--- Start of SOURCE MATERIAL ---

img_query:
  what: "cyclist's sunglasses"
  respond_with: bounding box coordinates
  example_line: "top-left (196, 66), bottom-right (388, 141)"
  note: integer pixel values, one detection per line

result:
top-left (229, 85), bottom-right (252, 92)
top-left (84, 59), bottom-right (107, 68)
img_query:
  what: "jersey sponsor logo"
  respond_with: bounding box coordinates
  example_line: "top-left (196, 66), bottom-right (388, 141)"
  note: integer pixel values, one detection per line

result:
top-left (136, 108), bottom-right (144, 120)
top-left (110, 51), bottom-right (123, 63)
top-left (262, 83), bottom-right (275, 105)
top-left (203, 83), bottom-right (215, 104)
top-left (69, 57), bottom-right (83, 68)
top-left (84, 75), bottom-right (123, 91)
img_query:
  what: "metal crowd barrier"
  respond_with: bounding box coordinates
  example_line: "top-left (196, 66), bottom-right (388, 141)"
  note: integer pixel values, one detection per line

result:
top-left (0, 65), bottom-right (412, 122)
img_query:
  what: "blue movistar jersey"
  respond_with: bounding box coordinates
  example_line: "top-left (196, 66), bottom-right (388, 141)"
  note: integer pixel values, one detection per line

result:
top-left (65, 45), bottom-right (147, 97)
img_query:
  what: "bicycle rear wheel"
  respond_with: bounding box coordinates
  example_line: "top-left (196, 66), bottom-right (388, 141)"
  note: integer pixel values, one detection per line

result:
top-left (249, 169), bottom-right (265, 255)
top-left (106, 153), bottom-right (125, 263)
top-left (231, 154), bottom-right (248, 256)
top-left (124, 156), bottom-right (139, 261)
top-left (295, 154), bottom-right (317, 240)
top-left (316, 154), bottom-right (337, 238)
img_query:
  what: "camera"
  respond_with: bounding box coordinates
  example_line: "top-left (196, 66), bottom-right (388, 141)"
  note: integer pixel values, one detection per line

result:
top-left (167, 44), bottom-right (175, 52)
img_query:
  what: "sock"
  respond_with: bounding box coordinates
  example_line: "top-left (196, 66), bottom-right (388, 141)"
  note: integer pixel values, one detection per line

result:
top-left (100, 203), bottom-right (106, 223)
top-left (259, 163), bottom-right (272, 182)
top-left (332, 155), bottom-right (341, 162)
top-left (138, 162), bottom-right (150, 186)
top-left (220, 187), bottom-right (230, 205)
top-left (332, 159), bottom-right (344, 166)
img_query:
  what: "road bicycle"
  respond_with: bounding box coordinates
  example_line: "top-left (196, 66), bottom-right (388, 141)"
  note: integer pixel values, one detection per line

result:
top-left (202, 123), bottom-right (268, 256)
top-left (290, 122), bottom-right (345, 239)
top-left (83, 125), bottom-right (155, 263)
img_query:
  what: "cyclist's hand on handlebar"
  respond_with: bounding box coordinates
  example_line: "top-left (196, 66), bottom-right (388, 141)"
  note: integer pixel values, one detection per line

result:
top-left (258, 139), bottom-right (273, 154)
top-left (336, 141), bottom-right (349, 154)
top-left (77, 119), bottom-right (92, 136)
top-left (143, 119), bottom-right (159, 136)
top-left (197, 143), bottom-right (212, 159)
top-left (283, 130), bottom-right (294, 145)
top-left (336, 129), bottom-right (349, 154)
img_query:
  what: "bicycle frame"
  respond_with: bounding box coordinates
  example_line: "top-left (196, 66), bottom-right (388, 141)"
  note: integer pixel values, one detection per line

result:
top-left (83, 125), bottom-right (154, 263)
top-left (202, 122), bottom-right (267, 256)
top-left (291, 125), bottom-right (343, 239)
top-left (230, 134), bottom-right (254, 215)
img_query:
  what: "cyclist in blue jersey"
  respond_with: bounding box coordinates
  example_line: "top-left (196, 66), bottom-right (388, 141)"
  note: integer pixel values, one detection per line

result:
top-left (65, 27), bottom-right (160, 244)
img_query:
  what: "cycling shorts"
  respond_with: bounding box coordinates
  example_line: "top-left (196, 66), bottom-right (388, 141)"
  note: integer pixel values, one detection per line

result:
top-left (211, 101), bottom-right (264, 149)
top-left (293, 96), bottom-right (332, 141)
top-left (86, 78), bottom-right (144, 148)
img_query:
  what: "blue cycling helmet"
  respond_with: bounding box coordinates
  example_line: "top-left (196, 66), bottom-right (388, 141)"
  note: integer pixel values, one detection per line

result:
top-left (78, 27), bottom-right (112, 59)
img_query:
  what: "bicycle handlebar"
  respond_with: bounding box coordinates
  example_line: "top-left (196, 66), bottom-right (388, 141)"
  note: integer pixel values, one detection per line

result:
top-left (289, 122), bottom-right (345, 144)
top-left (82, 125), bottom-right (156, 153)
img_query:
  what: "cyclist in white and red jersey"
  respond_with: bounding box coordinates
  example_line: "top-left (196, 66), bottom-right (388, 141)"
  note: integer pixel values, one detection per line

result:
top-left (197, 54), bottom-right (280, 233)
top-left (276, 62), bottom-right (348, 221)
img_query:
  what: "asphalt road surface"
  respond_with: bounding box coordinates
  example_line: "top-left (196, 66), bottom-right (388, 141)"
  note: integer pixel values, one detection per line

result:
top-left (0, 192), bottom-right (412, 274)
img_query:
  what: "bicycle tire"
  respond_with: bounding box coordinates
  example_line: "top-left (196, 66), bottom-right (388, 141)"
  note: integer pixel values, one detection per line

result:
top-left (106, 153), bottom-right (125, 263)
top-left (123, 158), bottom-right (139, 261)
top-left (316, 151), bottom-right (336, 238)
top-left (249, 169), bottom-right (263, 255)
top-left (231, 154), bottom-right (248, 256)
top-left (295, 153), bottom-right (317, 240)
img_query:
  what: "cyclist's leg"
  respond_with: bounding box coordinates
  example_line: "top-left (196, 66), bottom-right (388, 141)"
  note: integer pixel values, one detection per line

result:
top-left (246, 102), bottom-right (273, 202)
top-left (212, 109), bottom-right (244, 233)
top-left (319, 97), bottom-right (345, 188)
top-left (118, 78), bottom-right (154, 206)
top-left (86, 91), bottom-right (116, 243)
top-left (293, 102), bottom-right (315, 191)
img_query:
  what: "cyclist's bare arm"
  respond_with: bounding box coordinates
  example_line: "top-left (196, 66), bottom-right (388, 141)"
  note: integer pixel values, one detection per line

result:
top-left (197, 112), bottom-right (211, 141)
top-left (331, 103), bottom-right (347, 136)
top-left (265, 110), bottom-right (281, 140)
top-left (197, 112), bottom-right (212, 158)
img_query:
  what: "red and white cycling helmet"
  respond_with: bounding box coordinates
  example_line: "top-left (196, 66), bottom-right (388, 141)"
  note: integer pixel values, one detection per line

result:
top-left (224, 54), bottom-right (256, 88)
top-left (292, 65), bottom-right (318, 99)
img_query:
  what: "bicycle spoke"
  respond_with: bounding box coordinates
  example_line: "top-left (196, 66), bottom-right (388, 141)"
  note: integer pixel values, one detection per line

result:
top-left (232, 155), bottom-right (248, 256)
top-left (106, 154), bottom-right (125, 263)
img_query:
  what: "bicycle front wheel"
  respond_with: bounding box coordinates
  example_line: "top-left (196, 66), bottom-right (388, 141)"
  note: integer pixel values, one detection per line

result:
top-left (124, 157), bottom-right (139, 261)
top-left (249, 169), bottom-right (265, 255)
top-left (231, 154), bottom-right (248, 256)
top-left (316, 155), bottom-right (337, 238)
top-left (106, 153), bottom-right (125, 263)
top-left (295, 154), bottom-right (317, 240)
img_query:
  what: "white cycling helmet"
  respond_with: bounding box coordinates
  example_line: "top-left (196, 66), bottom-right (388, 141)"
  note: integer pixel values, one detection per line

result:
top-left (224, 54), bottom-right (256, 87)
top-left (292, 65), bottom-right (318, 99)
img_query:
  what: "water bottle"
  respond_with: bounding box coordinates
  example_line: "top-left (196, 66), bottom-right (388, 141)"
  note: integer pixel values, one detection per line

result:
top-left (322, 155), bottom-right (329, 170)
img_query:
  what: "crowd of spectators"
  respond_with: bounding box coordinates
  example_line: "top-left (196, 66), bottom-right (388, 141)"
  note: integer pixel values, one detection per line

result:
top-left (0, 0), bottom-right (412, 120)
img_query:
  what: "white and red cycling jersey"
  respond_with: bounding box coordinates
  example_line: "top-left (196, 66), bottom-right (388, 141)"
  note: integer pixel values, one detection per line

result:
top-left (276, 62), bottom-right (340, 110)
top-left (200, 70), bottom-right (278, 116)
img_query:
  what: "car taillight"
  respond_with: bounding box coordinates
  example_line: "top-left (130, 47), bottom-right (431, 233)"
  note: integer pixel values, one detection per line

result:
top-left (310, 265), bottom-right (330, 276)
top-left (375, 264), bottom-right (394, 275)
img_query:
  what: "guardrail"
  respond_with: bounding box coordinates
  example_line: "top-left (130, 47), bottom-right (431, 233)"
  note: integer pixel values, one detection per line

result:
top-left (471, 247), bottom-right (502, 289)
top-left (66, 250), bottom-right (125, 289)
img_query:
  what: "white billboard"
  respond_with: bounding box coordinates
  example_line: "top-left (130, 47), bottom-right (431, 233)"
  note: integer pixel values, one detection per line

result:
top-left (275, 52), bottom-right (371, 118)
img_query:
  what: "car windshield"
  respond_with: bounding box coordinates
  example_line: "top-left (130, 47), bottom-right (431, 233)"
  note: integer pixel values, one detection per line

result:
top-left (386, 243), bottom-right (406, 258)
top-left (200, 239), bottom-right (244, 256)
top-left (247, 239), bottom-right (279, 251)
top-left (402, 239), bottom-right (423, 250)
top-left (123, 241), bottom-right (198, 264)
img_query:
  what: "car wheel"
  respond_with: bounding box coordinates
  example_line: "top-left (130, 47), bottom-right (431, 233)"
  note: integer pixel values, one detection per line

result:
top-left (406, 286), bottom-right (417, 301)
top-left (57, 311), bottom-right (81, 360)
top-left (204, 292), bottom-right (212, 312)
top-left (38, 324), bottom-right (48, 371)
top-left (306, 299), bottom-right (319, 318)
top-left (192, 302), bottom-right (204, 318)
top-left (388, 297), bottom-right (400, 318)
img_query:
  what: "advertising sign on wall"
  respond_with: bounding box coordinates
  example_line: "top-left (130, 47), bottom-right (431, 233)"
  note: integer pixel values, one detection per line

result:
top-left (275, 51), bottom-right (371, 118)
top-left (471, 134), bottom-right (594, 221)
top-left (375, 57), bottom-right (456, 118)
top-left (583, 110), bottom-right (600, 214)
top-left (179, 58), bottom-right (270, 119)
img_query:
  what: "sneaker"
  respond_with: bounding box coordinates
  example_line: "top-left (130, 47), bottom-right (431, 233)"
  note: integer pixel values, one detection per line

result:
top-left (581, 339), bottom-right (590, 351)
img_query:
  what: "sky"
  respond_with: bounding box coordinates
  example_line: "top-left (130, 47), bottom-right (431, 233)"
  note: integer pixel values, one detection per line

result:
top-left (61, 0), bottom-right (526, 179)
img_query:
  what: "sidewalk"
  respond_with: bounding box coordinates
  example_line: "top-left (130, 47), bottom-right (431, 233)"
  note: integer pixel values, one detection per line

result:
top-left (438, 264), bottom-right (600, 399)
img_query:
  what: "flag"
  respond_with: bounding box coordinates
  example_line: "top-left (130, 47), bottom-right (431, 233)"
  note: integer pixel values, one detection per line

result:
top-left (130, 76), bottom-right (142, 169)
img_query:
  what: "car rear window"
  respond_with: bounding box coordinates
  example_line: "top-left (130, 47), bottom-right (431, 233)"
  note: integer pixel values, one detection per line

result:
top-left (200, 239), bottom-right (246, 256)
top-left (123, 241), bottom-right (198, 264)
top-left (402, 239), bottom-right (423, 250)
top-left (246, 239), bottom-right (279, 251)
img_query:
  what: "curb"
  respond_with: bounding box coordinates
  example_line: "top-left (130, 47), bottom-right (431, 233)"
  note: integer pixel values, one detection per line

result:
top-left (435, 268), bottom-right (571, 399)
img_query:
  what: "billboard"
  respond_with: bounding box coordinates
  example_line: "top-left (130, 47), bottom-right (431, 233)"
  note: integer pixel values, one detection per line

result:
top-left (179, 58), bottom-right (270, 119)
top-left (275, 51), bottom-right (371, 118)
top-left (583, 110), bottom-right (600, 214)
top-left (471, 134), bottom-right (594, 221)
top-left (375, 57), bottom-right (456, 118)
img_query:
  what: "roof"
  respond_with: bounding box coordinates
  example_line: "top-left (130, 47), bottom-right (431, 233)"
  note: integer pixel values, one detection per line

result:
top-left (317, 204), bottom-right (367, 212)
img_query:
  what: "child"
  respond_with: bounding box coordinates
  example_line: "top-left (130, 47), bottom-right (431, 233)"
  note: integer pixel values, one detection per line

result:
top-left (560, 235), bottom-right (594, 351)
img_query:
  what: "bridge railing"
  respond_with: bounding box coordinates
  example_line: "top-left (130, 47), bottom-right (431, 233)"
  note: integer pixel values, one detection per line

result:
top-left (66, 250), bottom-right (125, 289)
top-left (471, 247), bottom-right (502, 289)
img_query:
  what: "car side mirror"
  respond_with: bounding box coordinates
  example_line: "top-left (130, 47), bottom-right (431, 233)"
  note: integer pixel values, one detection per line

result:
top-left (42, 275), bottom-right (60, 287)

--- End of SOURCE MATERIAL ---

Would you repeat the material verbatim, from its very beginning through and including the line that contains "top-left (65, 45), bottom-right (147, 97)"?

- **RESPONSE BELOW**:
img_query:
  what: "cyclist's sunglasses"
  respond_with: bounding box coordinates
  example_line: "top-left (196, 66), bottom-right (388, 141)"
  note: integer pixel values, one detection per line

result:
top-left (229, 85), bottom-right (252, 92)
top-left (84, 59), bottom-right (107, 68)
img_query:
  what: "jersey sponsor logo"
  respond_with: bounding box coordinates
  example_line: "top-left (196, 66), bottom-right (388, 141)"
  note: integer pixel values, one detection per line

result:
top-left (136, 108), bottom-right (144, 120)
top-left (110, 51), bottom-right (123, 63)
top-left (262, 83), bottom-right (275, 105)
top-left (203, 83), bottom-right (215, 104)
top-left (69, 57), bottom-right (83, 68)
top-left (84, 75), bottom-right (123, 91)
img_query:
  what: "metal crowd barrier"
  respond_with: bounding box coordinates
  example_line: "top-left (196, 66), bottom-right (388, 141)"
  note: integer pixel values, one detection per line

result:
top-left (0, 65), bottom-right (412, 122)
img_query:
  what: "blue movistar jersey"
  respond_with: bounding box coordinates
  example_line: "top-left (196, 66), bottom-right (388, 141)"
  note: integer pixel values, one detection per line

result:
top-left (65, 45), bottom-right (147, 97)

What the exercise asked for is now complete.